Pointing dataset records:
________________
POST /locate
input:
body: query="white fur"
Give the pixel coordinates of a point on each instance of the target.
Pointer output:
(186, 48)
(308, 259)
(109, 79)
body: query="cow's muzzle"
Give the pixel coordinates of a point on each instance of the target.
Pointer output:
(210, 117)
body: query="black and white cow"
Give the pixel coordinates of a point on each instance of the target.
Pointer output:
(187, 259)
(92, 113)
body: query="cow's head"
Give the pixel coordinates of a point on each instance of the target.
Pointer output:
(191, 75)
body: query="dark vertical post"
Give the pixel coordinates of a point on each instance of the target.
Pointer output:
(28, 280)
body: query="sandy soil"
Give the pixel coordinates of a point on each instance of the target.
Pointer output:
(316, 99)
________________
Task instructions -
Exactly reproduce every line found in the records.

Reply -
POST /locate
input:
body: query="white fur"
Give the pixel coordinates of a point on each instance of the target.
Pointer output:
(186, 48)
(308, 259)
(109, 79)
body: query="cow's muzzle"
Give the pixel coordinates of a point on each instance of the target.
Pointer output:
(210, 117)
body: query="black and white cow"
Give the pixel coordinates of a point on each instance of the target.
Pointer output:
(187, 259)
(92, 113)
body: query="cow's head"
Give the pixel coordinates of a point on each instance of the target.
Pointer output:
(191, 75)
body: query="dark vertical post"
Give the pixel coordinates of a point on each instance of the target.
Pointer output:
(28, 280)
body: query="sandy soil"
Give the pixel coordinates of a point on each instance of the target.
Pointer output:
(316, 99)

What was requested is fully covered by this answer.